● **Data for this exercise**
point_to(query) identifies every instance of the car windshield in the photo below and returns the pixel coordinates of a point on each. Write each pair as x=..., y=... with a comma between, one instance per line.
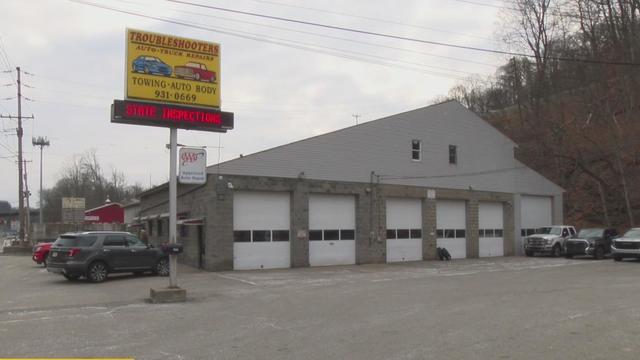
x=550, y=230
x=544, y=230
x=633, y=233
x=587, y=233
x=75, y=241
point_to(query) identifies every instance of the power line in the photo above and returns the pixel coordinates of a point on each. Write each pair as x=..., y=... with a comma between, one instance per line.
x=331, y=37
x=368, y=18
x=397, y=37
x=487, y=5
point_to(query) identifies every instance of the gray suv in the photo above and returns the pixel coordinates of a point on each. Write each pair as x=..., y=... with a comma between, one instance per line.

● **Instructions to follow**
Leave the pictures out and return each entry exactly.

● **Solution to the exercise**
point_to(query) identifies every instance of the car windshield in the photo below and returns the pixel coordinates of a point on each. Write each pair as x=..., y=... with a comma between, one instance per line.
x=550, y=230
x=544, y=230
x=633, y=233
x=587, y=233
x=75, y=241
point_to(query) identifies every instance of the power line in the photo above and returns the pixel coordinates of a point on each. Write each pair as x=..., y=... with a comma between, one instance per line.
x=331, y=37
x=368, y=18
x=397, y=37
x=487, y=5
point_to(query) identifies every instance of the gray suv in the photo above and returns the pixel coordinates of a point on each. Write each pair as x=..., y=... with a comma between, one instance per line.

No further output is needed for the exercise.